**GIVEN TASK**
Copy out the rows from the line with "--target flower bud" through the end of the rows, substituting "object" for every "instance" and leaving everything else unchanged.

Named region outline rows
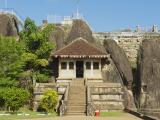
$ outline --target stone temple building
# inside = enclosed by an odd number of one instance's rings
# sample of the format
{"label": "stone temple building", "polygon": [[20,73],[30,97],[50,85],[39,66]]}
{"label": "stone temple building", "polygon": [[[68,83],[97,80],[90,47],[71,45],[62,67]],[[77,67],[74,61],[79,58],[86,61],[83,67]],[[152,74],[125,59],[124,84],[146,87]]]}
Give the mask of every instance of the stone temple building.
{"label": "stone temple building", "polygon": [[79,37],[50,55],[57,61],[55,83],[36,83],[34,110],[41,109],[39,100],[47,89],[58,93],[57,111],[62,115],[94,115],[101,111],[123,111],[121,83],[104,83],[103,72],[110,65],[110,54]]}

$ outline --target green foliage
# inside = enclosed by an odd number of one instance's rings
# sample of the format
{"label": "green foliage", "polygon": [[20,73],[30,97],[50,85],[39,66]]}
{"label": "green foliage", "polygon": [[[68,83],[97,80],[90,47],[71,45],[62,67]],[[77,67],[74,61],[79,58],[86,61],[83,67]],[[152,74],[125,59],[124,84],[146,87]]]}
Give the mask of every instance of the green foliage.
{"label": "green foliage", "polygon": [[30,97],[30,93],[27,90],[22,88],[13,89],[9,88],[4,92],[3,99],[5,100],[5,105],[10,106],[13,109],[13,113],[19,110],[21,106],[23,106]]}
{"label": "green foliage", "polygon": [[55,26],[53,24],[49,24],[43,29],[41,34],[43,35],[45,40],[48,41],[48,38],[52,32],[55,32]]}
{"label": "green foliage", "polygon": [[42,108],[46,109],[48,112],[53,112],[58,103],[58,94],[52,90],[48,89],[44,92],[44,96],[40,99],[40,105]]}
{"label": "green foliage", "polygon": [[20,36],[26,44],[26,53],[22,57],[27,60],[29,69],[37,71],[35,73],[37,81],[47,82],[50,76],[42,71],[40,72],[39,69],[49,64],[51,50],[56,48],[56,45],[48,40],[51,32],[55,32],[55,26],[49,24],[40,32],[34,20],[27,18],[24,27],[26,31],[21,31]]}
{"label": "green foliage", "polygon": [[123,28],[116,29],[115,32],[122,32]]}
{"label": "green foliage", "polygon": [[25,44],[15,42],[16,37],[2,37],[0,35],[0,87],[17,87],[25,67]]}
{"label": "green foliage", "polygon": [[67,27],[64,27],[64,30],[67,30]]}

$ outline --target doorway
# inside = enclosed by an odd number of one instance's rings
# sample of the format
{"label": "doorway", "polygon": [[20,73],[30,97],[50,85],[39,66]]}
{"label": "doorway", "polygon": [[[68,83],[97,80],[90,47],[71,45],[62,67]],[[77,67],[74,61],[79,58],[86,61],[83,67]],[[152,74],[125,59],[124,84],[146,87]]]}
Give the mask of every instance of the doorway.
{"label": "doorway", "polygon": [[83,78],[83,61],[76,61],[76,78]]}

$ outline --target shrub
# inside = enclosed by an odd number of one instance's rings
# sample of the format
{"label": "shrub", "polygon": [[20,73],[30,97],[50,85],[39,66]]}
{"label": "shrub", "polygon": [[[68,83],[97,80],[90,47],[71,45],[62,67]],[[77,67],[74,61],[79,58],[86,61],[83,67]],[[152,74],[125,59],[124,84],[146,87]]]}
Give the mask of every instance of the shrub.
{"label": "shrub", "polygon": [[3,99],[5,100],[6,107],[10,106],[13,109],[13,113],[17,114],[17,111],[21,106],[23,106],[30,97],[30,93],[22,88],[13,89],[9,88],[4,92]]}
{"label": "shrub", "polygon": [[64,27],[64,30],[67,30],[67,27]]}
{"label": "shrub", "polygon": [[58,94],[52,89],[46,90],[44,96],[40,99],[40,105],[42,108],[46,109],[47,114],[54,111],[57,103]]}

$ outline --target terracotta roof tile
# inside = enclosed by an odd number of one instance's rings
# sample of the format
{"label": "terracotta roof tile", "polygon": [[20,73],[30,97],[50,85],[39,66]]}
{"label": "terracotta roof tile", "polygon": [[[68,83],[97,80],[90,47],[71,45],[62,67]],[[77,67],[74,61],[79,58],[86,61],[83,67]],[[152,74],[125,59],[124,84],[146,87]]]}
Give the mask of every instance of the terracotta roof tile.
{"label": "terracotta roof tile", "polygon": [[89,44],[83,38],[78,38],[64,48],[51,54],[54,55],[108,55]]}

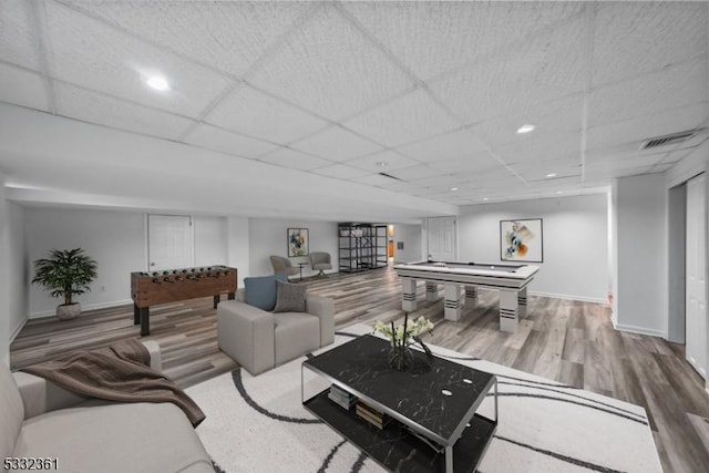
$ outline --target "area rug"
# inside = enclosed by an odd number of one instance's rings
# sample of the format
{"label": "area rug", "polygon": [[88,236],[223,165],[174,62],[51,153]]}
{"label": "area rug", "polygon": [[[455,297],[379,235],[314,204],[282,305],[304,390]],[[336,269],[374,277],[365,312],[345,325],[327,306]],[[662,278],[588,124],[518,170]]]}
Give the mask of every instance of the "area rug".
{"label": "area rug", "polygon": [[[337,333],[335,346],[370,331],[363,325],[348,327]],[[440,347],[431,349],[497,376],[499,424],[479,472],[662,471],[643,408]],[[197,434],[218,469],[383,471],[302,408],[304,359],[257,377],[236,369],[187,389],[207,417]],[[491,417],[492,398],[477,412]]]}

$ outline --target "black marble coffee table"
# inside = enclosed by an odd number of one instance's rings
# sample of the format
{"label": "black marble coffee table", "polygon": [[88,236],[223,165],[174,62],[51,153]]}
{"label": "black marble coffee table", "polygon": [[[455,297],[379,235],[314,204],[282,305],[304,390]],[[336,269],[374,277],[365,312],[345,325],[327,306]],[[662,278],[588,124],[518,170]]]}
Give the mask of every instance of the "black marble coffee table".
{"label": "black marble coffee table", "polygon": [[[361,336],[302,362],[310,370],[393,418],[379,430],[328,399],[305,398],[310,412],[388,470],[474,472],[497,426],[495,376],[414,351],[410,371],[388,364],[389,342]],[[301,373],[305,376],[305,373]],[[305,379],[305,378],[304,378]],[[475,411],[494,387],[494,420]]]}

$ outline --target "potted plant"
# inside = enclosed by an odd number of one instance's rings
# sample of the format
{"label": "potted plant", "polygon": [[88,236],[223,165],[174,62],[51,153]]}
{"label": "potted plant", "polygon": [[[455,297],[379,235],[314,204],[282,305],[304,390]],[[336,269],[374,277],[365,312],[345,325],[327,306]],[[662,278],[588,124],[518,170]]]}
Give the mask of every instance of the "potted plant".
{"label": "potted plant", "polygon": [[33,284],[51,290],[52,297],[64,297],[64,304],[56,306],[56,317],[70,320],[79,317],[81,305],[72,296],[90,291],[89,284],[96,278],[96,261],[81,248],[52,249],[49,258],[34,261]]}

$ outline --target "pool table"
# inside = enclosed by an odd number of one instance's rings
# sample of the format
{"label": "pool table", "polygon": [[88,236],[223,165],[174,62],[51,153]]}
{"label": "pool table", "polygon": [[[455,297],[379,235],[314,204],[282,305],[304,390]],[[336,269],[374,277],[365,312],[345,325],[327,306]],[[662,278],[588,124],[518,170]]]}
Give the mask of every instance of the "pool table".
{"label": "pool table", "polygon": [[401,308],[417,309],[417,280],[425,281],[425,300],[438,299],[438,285],[444,289],[444,317],[460,320],[461,286],[465,286],[467,304],[477,300],[477,287],[500,291],[500,330],[515,331],[517,320],[526,317],[527,285],[540,270],[533,265],[480,264],[463,261],[414,261],[394,266],[401,278]]}

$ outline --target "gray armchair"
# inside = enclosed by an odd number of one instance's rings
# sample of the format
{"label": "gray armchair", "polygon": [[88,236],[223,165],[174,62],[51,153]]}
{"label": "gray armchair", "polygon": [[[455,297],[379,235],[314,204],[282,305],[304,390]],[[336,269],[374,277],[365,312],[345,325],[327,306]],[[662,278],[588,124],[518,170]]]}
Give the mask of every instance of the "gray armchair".
{"label": "gray armchair", "polygon": [[292,266],[290,259],[284,258],[282,256],[271,255],[270,264],[274,266],[274,274],[279,275],[281,273],[286,274],[286,276],[295,276],[299,273],[299,268]]}
{"label": "gray armchair", "polygon": [[335,341],[335,302],[307,295],[305,312],[267,312],[247,304],[246,291],[217,306],[219,349],[251,374]]}
{"label": "gray armchair", "polygon": [[312,251],[310,254],[310,265],[312,265],[314,271],[320,271],[318,276],[325,276],[326,269],[332,269],[330,254],[327,251]]}

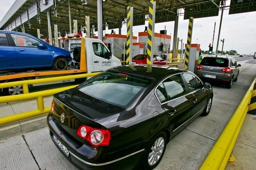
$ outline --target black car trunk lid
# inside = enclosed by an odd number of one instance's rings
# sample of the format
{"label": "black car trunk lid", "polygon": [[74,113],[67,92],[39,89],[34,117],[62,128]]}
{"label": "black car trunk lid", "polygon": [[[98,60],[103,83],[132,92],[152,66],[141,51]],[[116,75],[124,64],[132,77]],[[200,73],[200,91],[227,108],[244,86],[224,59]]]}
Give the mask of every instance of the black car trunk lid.
{"label": "black car trunk lid", "polygon": [[[76,88],[54,95],[54,107],[52,112],[54,121],[64,133],[74,138],[81,125],[104,129],[95,120],[123,110],[113,105],[81,93]],[[81,143],[84,140],[81,138]]]}

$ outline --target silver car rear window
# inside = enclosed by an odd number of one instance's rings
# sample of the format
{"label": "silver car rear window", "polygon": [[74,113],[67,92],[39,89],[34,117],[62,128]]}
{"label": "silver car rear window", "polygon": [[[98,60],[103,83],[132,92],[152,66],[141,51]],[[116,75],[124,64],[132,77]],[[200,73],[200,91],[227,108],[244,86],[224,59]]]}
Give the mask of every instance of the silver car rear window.
{"label": "silver car rear window", "polygon": [[205,57],[200,64],[203,65],[226,67],[228,67],[228,59],[217,57]]}

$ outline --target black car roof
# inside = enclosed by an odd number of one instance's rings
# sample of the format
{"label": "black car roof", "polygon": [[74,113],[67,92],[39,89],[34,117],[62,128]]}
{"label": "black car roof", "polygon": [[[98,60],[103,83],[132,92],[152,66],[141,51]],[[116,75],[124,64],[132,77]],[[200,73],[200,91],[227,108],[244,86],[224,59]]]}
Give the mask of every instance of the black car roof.
{"label": "black car roof", "polygon": [[147,64],[127,65],[118,66],[110,69],[122,73],[136,74],[157,80],[167,76],[179,72],[189,72],[186,70],[165,65],[152,65],[152,71],[150,72],[150,65]]}

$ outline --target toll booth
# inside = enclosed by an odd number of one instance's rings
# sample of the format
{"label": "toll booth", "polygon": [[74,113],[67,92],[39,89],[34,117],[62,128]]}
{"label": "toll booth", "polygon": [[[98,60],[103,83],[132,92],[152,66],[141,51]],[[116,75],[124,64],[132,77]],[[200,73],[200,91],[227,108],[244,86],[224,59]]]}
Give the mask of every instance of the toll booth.
{"label": "toll booth", "polygon": [[142,54],[144,53],[144,43],[132,43],[132,57],[138,54]]}
{"label": "toll booth", "polygon": [[[107,34],[105,36],[107,38],[103,38],[103,42],[105,44],[107,43],[107,48],[112,52],[114,55],[119,59],[122,59],[122,56],[123,56],[124,48],[126,47],[126,36],[110,34]],[[133,43],[137,43],[137,37],[133,36]],[[125,52],[126,52],[126,50]]]}
{"label": "toll booth", "polygon": [[[162,56],[163,54],[169,53],[171,44],[171,36],[165,34],[157,33],[155,33],[154,35],[154,42],[152,45],[152,46],[154,46],[153,54]],[[139,33],[138,42],[144,44],[144,53],[146,52],[147,48],[147,38],[148,32],[147,31]],[[161,44],[163,45],[163,51],[160,50],[160,46]]]}
{"label": "toll booth", "polygon": [[[187,48],[187,44],[185,45]],[[186,51],[185,50],[185,51]],[[191,44],[190,46],[189,55],[188,57],[188,70],[193,73],[196,72],[196,67],[198,65],[198,58],[200,51],[200,45],[198,44]]]}

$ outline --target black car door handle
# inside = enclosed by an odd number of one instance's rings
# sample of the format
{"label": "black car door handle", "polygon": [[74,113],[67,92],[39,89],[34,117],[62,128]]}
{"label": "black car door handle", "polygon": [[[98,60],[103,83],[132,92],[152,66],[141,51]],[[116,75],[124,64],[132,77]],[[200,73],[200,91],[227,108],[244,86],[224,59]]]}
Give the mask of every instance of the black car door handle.
{"label": "black car door handle", "polygon": [[168,114],[169,114],[169,115],[171,115],[171,116],[172,116],[174,114],[174,113],[175,113],[175,112],[176,112],[175,109],[174,109],[174,110],[172,110],[168,112]]}
{"label": "black car door handle", "polygon": [[193,100],[192,100],[192,101],[193,102],[193,103],[195,103],[195,102],[196,101],[196,100],[197,100],[197,99],[193,99]]}

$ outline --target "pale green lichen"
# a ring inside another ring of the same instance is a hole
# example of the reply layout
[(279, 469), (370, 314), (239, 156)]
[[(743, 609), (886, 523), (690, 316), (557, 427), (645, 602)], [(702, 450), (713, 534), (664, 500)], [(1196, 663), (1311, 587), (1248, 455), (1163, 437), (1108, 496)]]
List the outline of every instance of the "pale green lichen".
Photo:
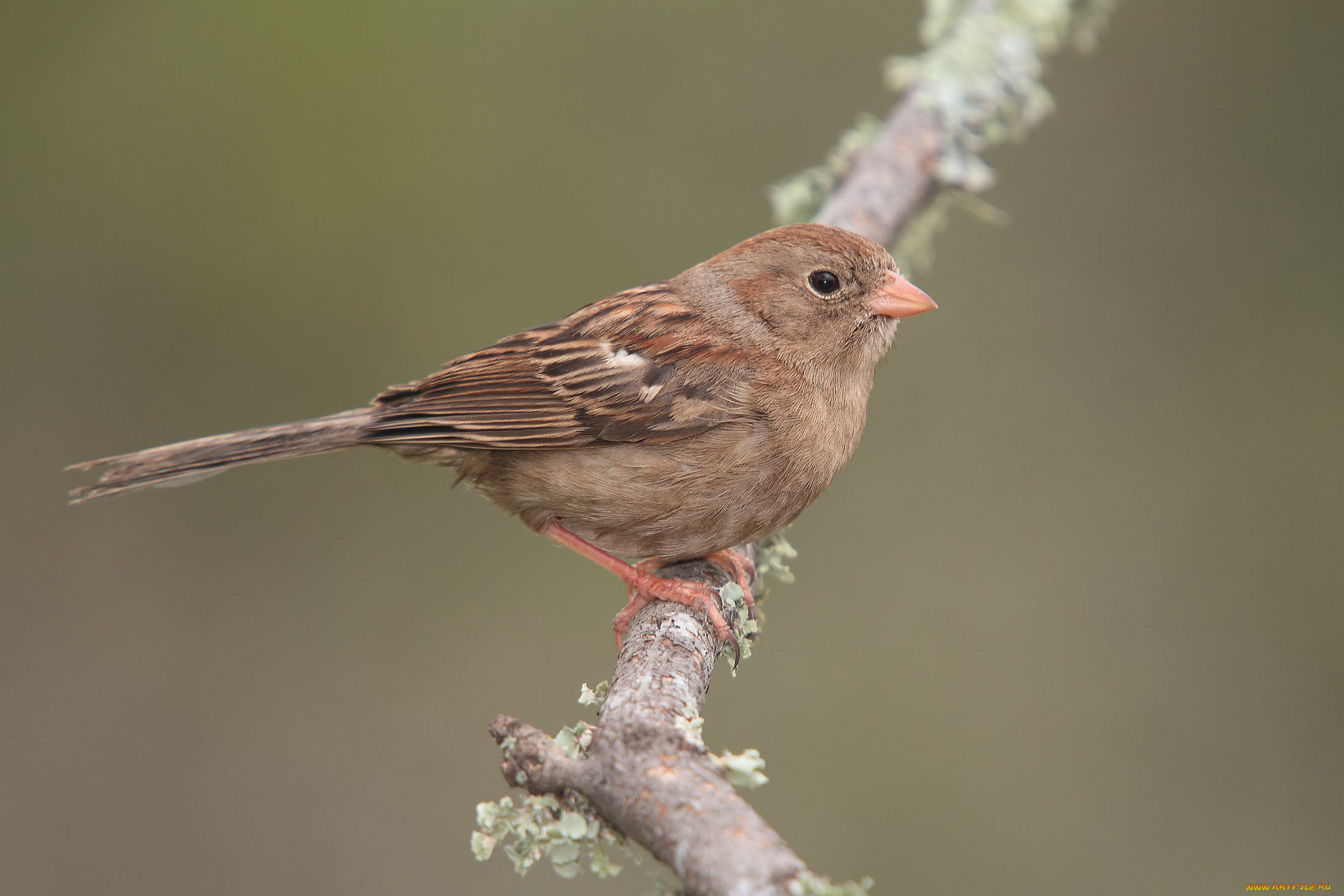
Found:
[[(593, 690), (585, 684), (581, 703), (586, 695), (594, 700), (606, 695), (606, 682)], [(593, 727), (579, 721), (562, 728), (555, 743), (570, 759), (583, 759), (593, 743)], [(515, 746), (513, 737), (505, 737), (500, 744), (505, 756)], [(485, 861), (496, 846), (509, 857), (519, 875), (526, 875), (546, 858), (560, 877), (574, 877), (585, 866), (598, 877), (614, 877), (621, 865), (613, 862), (606, 850), (613, 846), (628, 849), (625, 837), (607, 825), (582, 794), (574, 791), (562, 798), (550, 794), (523, 797), (519, 805), (512, 797), (476, 803), (472, 854), (476, 861)]]
[(519, 875), (544, 858), (560, 877), (574, 877), (585, 865), (598, 877), (613, 877), (621, 866), (606, 850), (624, 845), (625, 838), (578, 794), (563, 799), (550, 794), (524, 797), (517, 806), (511, 797), (476, 805), (472, 832), (476, 861), (488, 860), (501, 846)]
[(754, 747), (742, 752), (724, 751), (716, 756), (711, 755), (710, 763), (723, 772), (728, 783), (738, 790), (754, 790), (770, 780), (762, 771), (765, 759), (761, 758), (761, 751)]
[(797, 548), (789, 544), (782, 532), (765, 536), (757, 545), (757, 582), (777, 579), (784, 584), (793, 584), (789, 562), (797, 556)]
[(871, 144), (880, 129), (880, 118), (862, 113), (853, 126), (840, 134), (824, 163), (771, 184), (770, 207), (775, 223), (796, 224), (812, 218), (849, 171), (855, 153)]
[(602, 712), (602, 704), (606, 703), (606, 692), (612, 689), (612, 684), (607, 681), (597, 682), (595, 688), (589, 688), (587, 682), (579, 688), (579, 705), (581, 707), (595, 707), (598, 712)]
[(696, 750), (704, 750), (704, 719), (700, 716), (692, 716), (687, 719), (685, 716), (676, 716), (672, 719), (672, 725), (681, 732), (685, 742), (695, 747)]
[[(909, 93), (941, 125), (937, 185), (980, 192), (995, 172), (981, 157), (989, 146), (1020, 140), (1054, 109), (1040, 77), (1044, 58), (1063, 43), (1090, 51), (1118, 0), (927, 0), (919, 36), (927, 47), (886, 62), (886, 82)], [(984, 8), (984, 7), (988, 7)], [(778, 223), (806, 220), (848, 173), (855, 153), (878, 133), (864, 118), (841, 134), (827, 161), (770, 188)], [(926, 204), (923, 222), (911, 222), (898, 246), (906, 259), (931, 258), (931, 239), (946, 207)], [(918, 232), (910, 234), (911, 230)]]

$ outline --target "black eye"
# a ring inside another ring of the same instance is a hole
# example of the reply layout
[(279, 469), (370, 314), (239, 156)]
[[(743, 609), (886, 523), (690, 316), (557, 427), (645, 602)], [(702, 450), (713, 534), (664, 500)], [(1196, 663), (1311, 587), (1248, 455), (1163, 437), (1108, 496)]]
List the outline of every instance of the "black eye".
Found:
[(808, 285), (817, 290), (818, 296), (829, 296), (840, 289), (840, 278), (828, 270), (814, 270), (808, 274)]

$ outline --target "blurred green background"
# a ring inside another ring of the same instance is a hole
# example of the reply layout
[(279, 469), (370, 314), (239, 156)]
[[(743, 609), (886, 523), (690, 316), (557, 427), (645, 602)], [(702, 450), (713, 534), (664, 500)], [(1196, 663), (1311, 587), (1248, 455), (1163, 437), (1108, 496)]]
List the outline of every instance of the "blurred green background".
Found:
[[(367, 451), (69, 508), (769, 226), (915, 3), (0, 8), (0, 889), (637, 893), (468, 852), (617, 582)], [(1344, 7), (1125, 0), (917, 279), (706, 739), (884, 893), (1344, 887)]]

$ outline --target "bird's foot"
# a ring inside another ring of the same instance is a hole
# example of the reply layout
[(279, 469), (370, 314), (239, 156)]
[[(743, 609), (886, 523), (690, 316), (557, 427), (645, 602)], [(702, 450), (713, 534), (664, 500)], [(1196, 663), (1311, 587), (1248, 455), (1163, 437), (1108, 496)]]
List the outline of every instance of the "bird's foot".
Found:
[(630, 578), (629, 587), (626, 588), (629, 602), (612, 619), (612, 634), (616, 635), (616, 649), (621, 649), (621, 638), (630, 630), (630, 621), (634, 619), (634, 614), (642, 610), (649, 600), (672, 600), (687, 607), (703, 609), (704, 614), (710, 618), (710, 625), (714, 626), (714, 634), (718, 637), (719, 643), (731, 645), (732, 654), (741, 657), (738, 639), (732, 637), (732, 630), (728, 629), (728, 623), (723, 621), (723, 614), (719, 613), (718, 590), (704, 582), (660, 579), (650, 570), (657, 570), (663, 566), (664, 563), (657, 557), (649, 557), (634, 567), (634, 575)]
[(742, 588), (742, 599), (747, 604), (747, 619), (755, 619), (755, 595), (751, 594), (751, 584), (755, 582), (755, 563), (734, 548), (723, 548), (714, 553), (706, 553), (704, 559), (723, 567)]

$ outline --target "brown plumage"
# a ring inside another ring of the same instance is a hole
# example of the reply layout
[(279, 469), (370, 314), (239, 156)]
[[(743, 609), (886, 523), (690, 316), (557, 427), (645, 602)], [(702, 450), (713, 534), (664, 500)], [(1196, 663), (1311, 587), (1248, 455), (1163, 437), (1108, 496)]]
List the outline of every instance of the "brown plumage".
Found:
[(933, 306), (876, 243), (780, 227), (367, 408), (75, 465), (108, 469), (71, 498), (374, 445), (454, 467), (534, 531), (612, 568), (632, 586), (629, 615), (634, 592), (699, 603), (703, 594), (609, 555), (704, 556), (793, 521), (853, 454), (896, 318)]

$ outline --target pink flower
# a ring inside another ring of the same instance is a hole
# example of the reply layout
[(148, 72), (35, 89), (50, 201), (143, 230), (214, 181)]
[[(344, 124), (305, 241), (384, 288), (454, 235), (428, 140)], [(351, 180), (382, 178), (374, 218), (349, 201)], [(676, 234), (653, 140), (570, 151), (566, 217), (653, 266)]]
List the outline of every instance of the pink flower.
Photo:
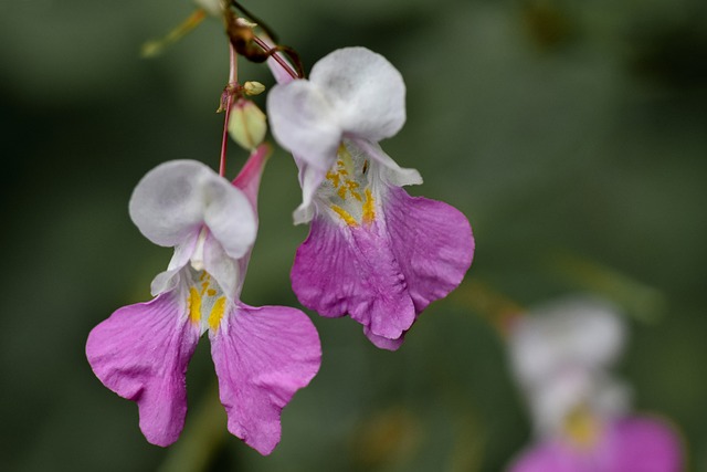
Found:
[(140, 429), (154, 444), (179, 438), (187, 365), (207, 331), (229, 431), (262, 454), (279, 442), (282, 409), (319, 369), (319, 337), (304, 313), (240, 301), (265, 154), (256, 149), (233, 185), (201, 162), (162, 164), (130, 199), (140, 232), (175, 254), (152, 281), (155, 298), (96, 326), (86, 356), (106, 387), (137, 402)]
[(404, 83), (383, 56), (347, 48), (317, 62), (307, 81), (275, 76), (272, 130), (299, 167), (295, 222), (312, 221), (293, 290), (308, 308), (349, 314), (376, 346), (397, 349), (418, 315), (462, 282), (471, 225), (446, 203), (410, 197), (402, 186), (421, 183), (420, 174), (378, 145), (405, 120)]
[(537, 440), (509, 472), (682, 470), (675, 432), (630, 415), (626, 386), (608, 371), (624, 338), (613, 307), (598, 301), (562, 301), (517, 319), (510, 354)]

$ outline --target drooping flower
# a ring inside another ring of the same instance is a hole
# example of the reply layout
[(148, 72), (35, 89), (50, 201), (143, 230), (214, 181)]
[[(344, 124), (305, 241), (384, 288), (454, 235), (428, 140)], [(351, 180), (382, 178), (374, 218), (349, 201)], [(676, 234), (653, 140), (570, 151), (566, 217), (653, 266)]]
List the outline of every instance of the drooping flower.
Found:
[(155, 298), (97, 325), (86, 356), (106, 387), (137, 402), (154, 444), (169, 445), (182, 430), (187, 365), (207, 331), (228, 429), (262, 454), (279, 442), (282, 409), (319, 369), (319, 337), (303, 312), (240, 301), (265, 154), (256, 149), (233, 185), (201, 162), (162, 164), (130, 199), (140, 232), (175, 254), (152, 281)]
[(421, 183), (420, 174), (378, 145), (405, 120), (405, 86), (384, 57), (348, 48), (317, 62), (309, 80), (275, 76), (272, 130), (299, 167), (295, 222), (312, 221), (293, 290), (303, 305), (349, 314), (376, 346), (394, 350), (418, 315), (462, 282), (471, 225), (446, 203), (410, 197), (401, 187)]
[(564, 301), (518, 318), (514, 371), (537, 441), (510, 472), (679, 472), (680, 445), (657, 418), (629, 413), (627, 389), (608, 369), (624, 343), (613, 308)]

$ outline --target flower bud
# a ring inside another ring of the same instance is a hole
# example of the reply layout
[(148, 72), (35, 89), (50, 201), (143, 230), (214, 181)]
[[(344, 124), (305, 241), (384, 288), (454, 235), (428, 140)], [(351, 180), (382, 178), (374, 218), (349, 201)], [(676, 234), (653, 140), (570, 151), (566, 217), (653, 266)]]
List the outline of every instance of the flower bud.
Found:
[(246, 95), (260, 95), (265, 91), (265, 85), (255, 81), (247, 81), (243, 84), (243, 92)]
[(229, 134), (244, 149), (252, 150), (265, 138), (265, 114), (250, 99), (240, 98), (231, 109)]

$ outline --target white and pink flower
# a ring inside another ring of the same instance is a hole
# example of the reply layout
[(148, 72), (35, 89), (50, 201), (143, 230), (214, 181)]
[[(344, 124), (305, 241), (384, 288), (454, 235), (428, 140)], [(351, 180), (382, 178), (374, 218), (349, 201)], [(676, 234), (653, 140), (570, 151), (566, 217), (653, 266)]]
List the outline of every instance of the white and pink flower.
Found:
[(420, 174), (378, 145), (405, 122), (405, 85), (383, 56), (337, 50), (309, 80), (271, 66), (279, 82), (267, 99), (272, 130), (299, 168), (295, 222), (312, 221), (293, 290), (308, 308), (349, 314), (376, 346), (394, 350), (418, 315), (462, 282), (471, 225), (446, 203), (410, 197), (402, 186), (421, 183)]
[(198, 161), (165, 162), (130, 199), (140, 232), (175, 254), (152, 281), (155, 298), (96, 326), (86, 355), (106, 387), (137, 402), (154, 444), (171, 444), (183, 428), (187, 365), (205, 332), (229, 431), (263, 454), (279, 442), (282, 409), (319, 369), (319, 337), (304, 313), (240, 301), (265, 155), (254, 150), (233, 183)]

**FULL SOLUTION**
$ outline --target flower bud
# a ring inside another ring of the same object is a hole
# example of the reply layout
[(148, 72), (35, 89), (50, 201), (143, 230), (214, 181)]
[[(344, 124), (305, 241), (384, 288), (454, 235), (428, 140)], [(351, 180), (382, 178), (374, 218), (349, 201)], [(676, 234), (653, 140), (570, 151), (566, 217), (653, 266)]]
List the outline of every object of the flower bud.
Found:
[(246, 95), (260, 95), (265, 91), (265, 85), (255, 81), (247, 81), (243, 84), (243, 92)]
[(229, 134), (244, 149), (252, 150), (265, 138), (265, 114), (250, 99), (240, 98), (231, 109)]

$ outline --target white and pink flower
# a ring inside another ring of the same object is a hole
# example of the reply layout
[(148, 72), (35, 89), (50, 201), (143, 230), (214, 181)]
[[(344, 124), (305, 241), (384, 288), (454, 235), (428, 140)], [(351, 180), (382, 178), (374, 218), (349, 201)], [(676, 234), (653, 140), (570, 151), (566, 217), (653, 266)]]
List the outline of every object of the white and pink flower.
Found:
[(420, 174), (378, 145), (405, 122), (405, 85), (383, 56), (337, 50), (309, 80), (271, 66), (279, 82), (267, 99), (272, 130), (299, 168), (295, 222), (312, 221), (293, 290), (308, 308), (349, 314), (376, 346), (394, 350), (418, 315), (462, 282), (471, 225), (446, 203), (410, 197), (402, 186), (421, 183)]
[(198, 161), (165, 162), (130, 199), (140, 232), (175, 254), (152, 281), (155, 298), (96, 326), (86, 355), (106, 387), (137, 402), (154, 444), (171, 444), (183, 428), (187, 365), (205, 332), (229, 431), (263, 454), (279, 442), (282, 409), (319, 369), (319, 337), (304, 313), (240, 301), (265, 155), (254, 150), (233, 183)]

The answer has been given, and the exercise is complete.